### Exercise brief
Across these entries, work out how many lines carry the string "rear", and give only that number.

### Data to process
- Opening Delimiter -

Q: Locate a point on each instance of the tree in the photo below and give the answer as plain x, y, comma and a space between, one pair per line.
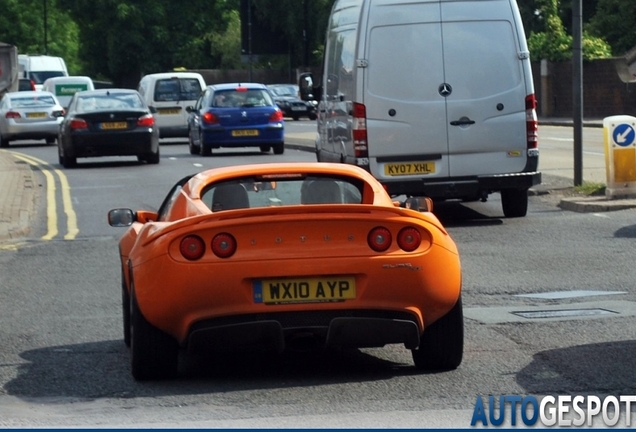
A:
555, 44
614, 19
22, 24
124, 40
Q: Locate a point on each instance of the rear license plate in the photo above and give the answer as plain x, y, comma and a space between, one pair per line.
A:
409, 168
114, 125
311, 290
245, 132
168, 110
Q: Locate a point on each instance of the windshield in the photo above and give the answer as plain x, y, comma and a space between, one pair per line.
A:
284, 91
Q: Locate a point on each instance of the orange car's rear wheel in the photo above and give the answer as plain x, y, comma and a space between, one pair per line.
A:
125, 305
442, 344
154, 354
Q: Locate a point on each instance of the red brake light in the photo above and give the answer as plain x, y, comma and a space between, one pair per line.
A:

- Closing Delimiter -
- Opening Delimiter -

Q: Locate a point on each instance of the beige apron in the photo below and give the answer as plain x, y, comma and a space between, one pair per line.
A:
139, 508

- Closing Delimiter -
- Opening Delimiter -

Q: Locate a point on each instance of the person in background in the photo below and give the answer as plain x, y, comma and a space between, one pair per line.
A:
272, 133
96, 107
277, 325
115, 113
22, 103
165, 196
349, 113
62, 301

- Closing Delimiter -

### Reply
2